[Data records]

┄┄┄┄┄┄┄┄┄┄

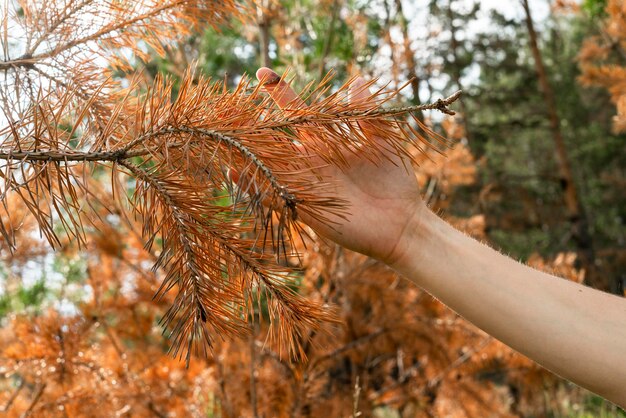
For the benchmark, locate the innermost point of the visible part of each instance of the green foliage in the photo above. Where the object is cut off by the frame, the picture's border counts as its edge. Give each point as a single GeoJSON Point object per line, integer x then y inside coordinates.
{"type": "Point", "coordinates": [595, 8]}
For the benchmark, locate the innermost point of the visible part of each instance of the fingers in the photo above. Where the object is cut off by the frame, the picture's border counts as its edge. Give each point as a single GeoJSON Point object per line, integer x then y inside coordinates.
{"type": "Point", "coordinates": [279, 90]}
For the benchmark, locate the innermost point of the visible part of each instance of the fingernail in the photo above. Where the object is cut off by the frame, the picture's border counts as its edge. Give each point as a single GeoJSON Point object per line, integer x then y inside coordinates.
{"type": "Point", "coordinates": [273, 79]}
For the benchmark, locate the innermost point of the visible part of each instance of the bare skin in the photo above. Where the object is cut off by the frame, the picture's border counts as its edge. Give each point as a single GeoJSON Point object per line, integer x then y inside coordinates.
{"type": "Point", "coordinates": [574, 331]}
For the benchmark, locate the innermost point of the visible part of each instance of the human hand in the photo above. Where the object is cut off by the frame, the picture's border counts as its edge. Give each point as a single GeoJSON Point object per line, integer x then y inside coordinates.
{"type": "Point", "coordinates": [382, 198]}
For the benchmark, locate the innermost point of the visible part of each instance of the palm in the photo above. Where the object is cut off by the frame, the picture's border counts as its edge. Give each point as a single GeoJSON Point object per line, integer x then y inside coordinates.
{"type": "Point", "coordinates": [381, 198]}
{"type": "Point", "coordinates": [380, 201]}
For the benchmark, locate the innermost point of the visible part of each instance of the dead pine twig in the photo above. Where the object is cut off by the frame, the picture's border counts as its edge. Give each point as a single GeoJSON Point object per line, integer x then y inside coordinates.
{"type": "Point", "coordinates": [181, 154]}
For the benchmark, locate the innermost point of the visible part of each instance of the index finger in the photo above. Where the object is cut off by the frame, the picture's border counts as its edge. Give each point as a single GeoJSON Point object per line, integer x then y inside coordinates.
{"type": "Point", "coordinates": [279, 90]}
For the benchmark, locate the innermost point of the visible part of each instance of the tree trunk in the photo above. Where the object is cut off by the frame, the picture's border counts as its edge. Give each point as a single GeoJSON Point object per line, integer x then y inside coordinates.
{"type": "Point", "coordinates": [456, 69]}
{"type": "Point", "coordinates": [574, 209]}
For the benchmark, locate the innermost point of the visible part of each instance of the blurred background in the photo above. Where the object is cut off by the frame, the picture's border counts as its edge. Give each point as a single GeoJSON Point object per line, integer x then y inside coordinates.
{"type": "Point", "coordinates": [538, 171]}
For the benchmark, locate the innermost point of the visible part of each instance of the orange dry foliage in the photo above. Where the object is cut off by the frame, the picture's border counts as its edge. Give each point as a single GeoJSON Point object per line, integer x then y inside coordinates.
{"type": "Point", "coordinates": [65, 119]}
{"type": "Point", "coordinates": [75, 144]}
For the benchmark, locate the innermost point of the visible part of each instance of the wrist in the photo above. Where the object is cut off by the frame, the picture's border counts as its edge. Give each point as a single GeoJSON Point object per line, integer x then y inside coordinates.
{"type": "Point", "coordinates": [415, 234]}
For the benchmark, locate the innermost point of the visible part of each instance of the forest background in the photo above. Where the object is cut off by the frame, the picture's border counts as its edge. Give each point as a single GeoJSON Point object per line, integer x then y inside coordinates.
{"type": "Point", "coordinates": [538, 171]}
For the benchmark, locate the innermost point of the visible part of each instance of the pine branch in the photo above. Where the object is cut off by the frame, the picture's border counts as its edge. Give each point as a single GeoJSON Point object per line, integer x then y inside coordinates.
{"type": "Point", "coordinates": [215, 256]}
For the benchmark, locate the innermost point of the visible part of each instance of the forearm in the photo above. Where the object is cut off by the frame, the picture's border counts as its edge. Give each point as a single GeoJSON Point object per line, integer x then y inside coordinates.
{"type": "Point", "coordinates": [574, 331]}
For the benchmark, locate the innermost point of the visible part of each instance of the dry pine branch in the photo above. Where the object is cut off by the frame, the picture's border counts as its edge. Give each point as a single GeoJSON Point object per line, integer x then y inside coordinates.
{"type": "Point", "coordinates": [64, 126]}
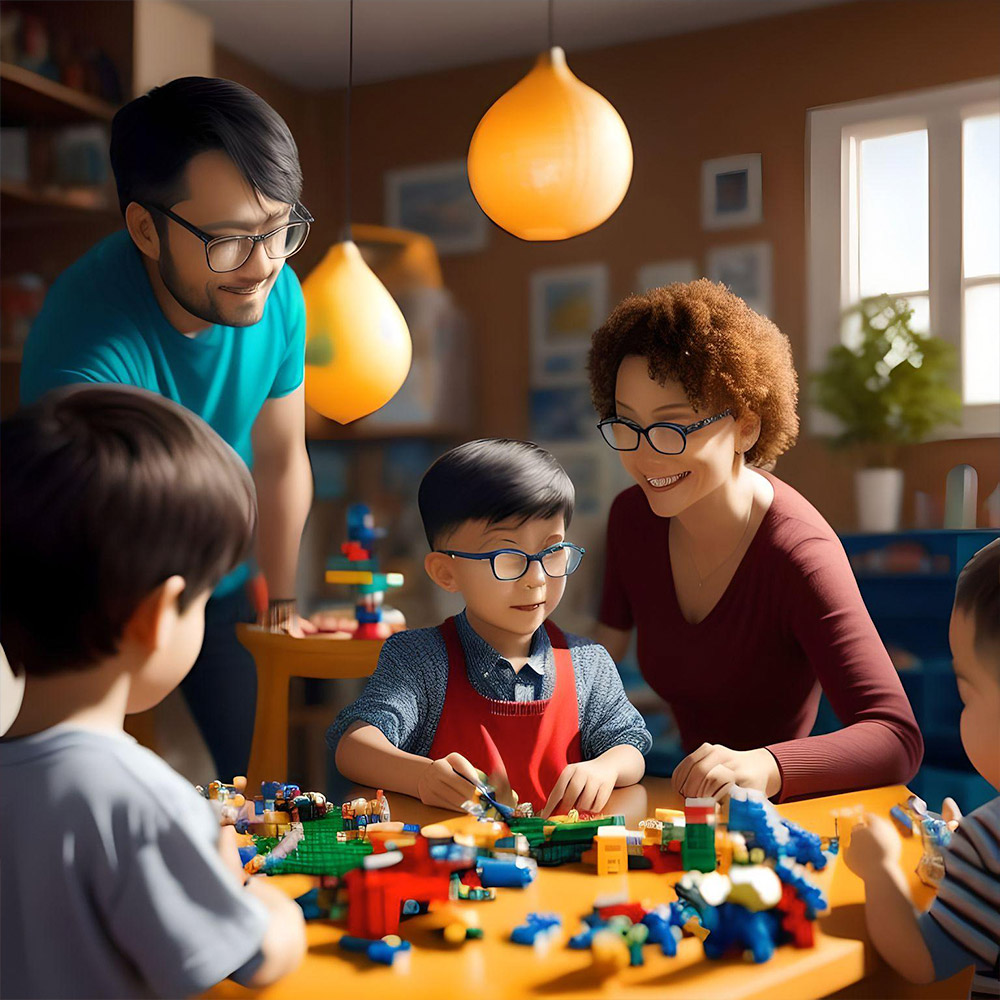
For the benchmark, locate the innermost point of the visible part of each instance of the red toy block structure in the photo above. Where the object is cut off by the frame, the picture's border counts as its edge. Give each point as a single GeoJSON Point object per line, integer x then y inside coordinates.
{"type": "Point", "coordinates": [376, 895]}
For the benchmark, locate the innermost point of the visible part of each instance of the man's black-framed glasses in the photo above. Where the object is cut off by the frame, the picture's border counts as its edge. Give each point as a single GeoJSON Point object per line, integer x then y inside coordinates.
{"type": "Point", "coordinates": [557, 560]}
{"type": "Point", "coordinates": [666, 438]}
{"type": "Point", "coordinates": [229, 253]}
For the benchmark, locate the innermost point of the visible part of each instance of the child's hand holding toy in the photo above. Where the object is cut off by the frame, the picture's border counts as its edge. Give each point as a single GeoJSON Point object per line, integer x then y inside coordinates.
{"type": "Point", "coordinates": [445, 782]}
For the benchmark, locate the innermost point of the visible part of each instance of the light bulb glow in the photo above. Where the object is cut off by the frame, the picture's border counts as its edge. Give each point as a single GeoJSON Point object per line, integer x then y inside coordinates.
{"type": "Point", "coordinates": [358, 346]}
{"type": "Point", "coordinates": [551, 158]}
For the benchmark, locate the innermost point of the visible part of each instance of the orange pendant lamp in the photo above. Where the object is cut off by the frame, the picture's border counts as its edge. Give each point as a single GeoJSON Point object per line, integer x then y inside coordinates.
{"type": "Point", "coordinates": [358, 346]}
{"type": "Point", "coordinates": [551, 158]}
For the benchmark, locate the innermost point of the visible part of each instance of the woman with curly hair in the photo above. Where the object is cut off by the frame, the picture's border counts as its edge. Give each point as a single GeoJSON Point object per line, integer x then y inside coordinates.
{"type": "Point", "coordinates": [741, 594]}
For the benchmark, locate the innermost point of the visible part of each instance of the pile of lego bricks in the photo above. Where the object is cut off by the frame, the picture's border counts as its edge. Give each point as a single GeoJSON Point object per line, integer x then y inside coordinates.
{"type": "Point", "coordinates": [744, 885]}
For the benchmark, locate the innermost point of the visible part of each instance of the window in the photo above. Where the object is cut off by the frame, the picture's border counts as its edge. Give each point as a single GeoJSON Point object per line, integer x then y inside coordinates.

┄┄┄┄┄┄┄┄┄┄

* **Directions**: Format the lines above as a numbered list, skipping blank lines. Leave out the pictures.

* **Written response**:
1. For the benchmark, locate the innermost point of the visible part of each instance of the green foliage in the photo above. Where the object is cut off by the frame, the picture's border counts as its edge. Give each point as a single GeoJSON Point object per line, integer x then y inside coordinates.
2. {"type": "Point", "coordinates": [595, 8]}
3. For the benchmark, locate the innermost point of the visible part of each instance of the fingers in the photo above. Where the object is cut off by the frame, the picture's border counts as its edge. Give each point as a single GeoJSON Point object per line, integer x then y inside coordinates.
4. {"type": "Point", "coordinates": [279, 90]}
5. For the benchmark, locate the innermost point of the visible part of each instance of the fingernail in the photo above. Where the object is cut off by the frame, the picture's border counts as its edge. Give each point as a single GeoJSON Point object per line, integer x then y inside coordinates.
6. {"type": "Point", "coordinates": [273, 79]}
7. For the benchmark, locate the innermost point of the visible part of each instance of the bare skin in the photo above. Where the object is cut off by the frame, the picture's border counts as its edge. Give each point as a single GeoJSON Point object per line, integer x then y inside coordinates.
8. {"type": "Point", "coordinates": [574, 331]}
9. For the benchmark, locate the innermost point of the visible part of each instance of the human hand in the photo above. Where the object is cut off by the frame, the picture's border counts as its edge. Give each point as a single GeoJSON Point object per line, integer x then y inside coordinates.
10. {"type": "Point", "coordinates": [382, 198]}
11. For the benchmark, locate the innermost point of the visible part of each instance of the palm in the photo above. Where the object is cut off by the frame, the picture's border counts as its edge. Give each point as a single GeoJSON Point object per line, integer x then y inside coordinates.
12. {"type": "Point", "coordinates": [381, 198]}
13. {"type": "Point", "coordinates": [380, 201]}
14. For the benchmark, locate the innermost point of the visible part of each instance of the dead pine twig in the photo above. Where the object is cut off by the frame, the picture's border counts as its edge. Give each point as a single GeoJSON Point object per line, integer x then y inside coordinates.
15. {"type": "Point", "coordinates": [181, 154]}
16. For the benchmark, locate the innermost point of the visible part of each instance of the index finger in the photo above. Where the object is cut off by the frame, the picture's border counts as its edge. Give each point as a single GeoJSON Point object per line, integer x then y inside coordinates.
17. {"type": "Point", "coordinates": [279, 90]}
18. For the benchmark, locate the innermost point of the visible part of each instance of the tree trunk in the photo above. Where the object is cut off by the frame, the picture's border counts as its edge. Give each point as a single GeoJSON Point object per line, integer x then y inside coordinates.
19. {"type": "Point", "coordinates": [456, 69]}
20. {"type": "Point", "coordinates": [574, 209]}
21. For the benchmark, locate the innermost point of the visible part of each instance of the blurred background in the photo above. Where the object is cut off by the frame, the picture's border counts as its edge. Give each point as a single GeoJSON Point object per line, integer x then y inside coordinates.
22. {"type": "Point", "coordinates": [538, 171]}
23. For the benchmark, locate the innermost point of the visible part of each instance of the orange dry foliage in the photo above. Where the object is cut off by the frame, the picture's border counts as its edge. Give each point as a single GeoJSON Point object per line, integer x then y inside coordinates.
24. {"type": "Point", "coordinates": [65, 119]}
25. {"type": "Point", "coordinates": [75, 144]}
26. For the benchmark, locate the innermost point of the visible part of each instance of the wrist in the photo above. Where the object is cut off by the frame, the picture's border counts as its edge. Give each point as a single GeoJSON Point object per line, integer x then y inside coordinates.
27. {"type": "Point", "coordinates": [415, 234]}
28. For the benchmark, locate the innermost point of the visible part of each instance of the forest background in the photo above. Where the object is cut off by the frame, the picture's border counts as its edge. Give each point as a single GeoJSON Point object per line, integer x then y inside coordinates.
29. {"type": "Point", "coordinates": [538, 171]}
30. For the benchmark, locate the innermost point of the visible part of each instance of the pine branch in the photo above. Where the object is cut off by the frame, the picture's border counts as its edge. Give each point as a single GeoJSON Point object per line, integer x then y inside coordinates.
31. {"type": "Point", "coordinates": [215, 256]}
32. For the benchmark, locate the innermost point of the visible part of each instance of the forearm in the photo above. Where the object is cut off by the frame, the picture's border counts as its edge. Give each point as a single GeoJSON Point object per line, integer x then y inside coordinates.
33. {"type": "Point", "coordinates": [574, 331]}
34. For the benchmark, locate the innermost point of the visible part of each instance of the dry pine branch in the photo above. Where the object is cut off by the frame, the picture's border counts as its edge. Give each point as a single GeoJSON Point object per line, integer x then y inside coordinates.
35. {"type": "Point", "coordinates": [64, 126]}
36. For the benchmark, locate the innermost point of the visible part of each instance of the red toy block structure in the photo above. Where the object is cut off by the frame, the picture's border counts as its edge. Give each point as a single GeoJSON Point object per line, integer x then y inside coordinates.
37. {"type": "Point", "coordinates": [376, 895]}
38. For the benchmark, locate the innermost point of the visible part of each instance of the man's black-framed glasses in the photo above. Where the object is cut off by the frame, the picture's border counts as its edge. Give each point as a single GeoJSON Point object per line, integer x then y inside coordinates.
39. {"type": "Point", "coordinates": [557, 560]}
40. {"type": "Point", "coordinates": [666, 438]}
41. {"type": "Point", "coordinates": [229, 253]}
42. For the benchmark, locate the innermost point of the visible part of each instance of the child's hand holding toy in the photo above. Where the object is cut off by the frame, the picture's border counts as its edge. Give each point as a single GeoJSON Point object per line, integer x then y inside coordinates.
43. {"type": "Point", "coordinates": [445, 782]}
44. For the benchmark, locate the innermost point of the visible part of each instance of the light bulb glow in the photo above. Where the object is cut off by the frame, the picture's border counts as its edge. Give each point as a single GeoJSON Point object per line, integer x then y inside coordinates.
45. {"type": "Point", "coordinates": [358, 346]}
46. {"type": "Point", "coordinates": [551, 158]}
47. For the benchmark, locate the innermost point of the visible part of each instance of the orange pendant lamp in the photo above. Where the object is cut off by the frame, the picture's border counts as its edge. Give each point as a single GeoJSON Point object per line, integer x then y inside coordinates.
48. {"type": "Point", "coordinates": [358, 346]}
49. {"type": "Point", "coordinates": [551, 158]}
50. For the benchmark, locate the innermost point of the visible part of each instance of the woman with curly hair in the photo above. Where the object is cut off by the frame, the picture's border counts as its edge. Give each point as a single GeoJSON Point object per line, integer x then y inside coordinates.
51. {"type": "Point", "coordinates": [741, 594]}
52. For the benchmark, locate the innermost point of the visible part of each instance of the pile of lego bricks in the photo above. Where the object is cut off by the frame, the picture's border counts as its edge. Give each point as a single GeoJSON Point object per line, integer x then y inside coordinates.
53. {"type": "Point", "coordinates": [744, 885]}
54. For the benchmark, locate the innermost point of the visible part of each instance of the window in the photo above. Where the object is cut off by the frame, the picture's border counts as its edge. Give each point as a single GeoJSON Point object per line, integer x then y inside coordinates.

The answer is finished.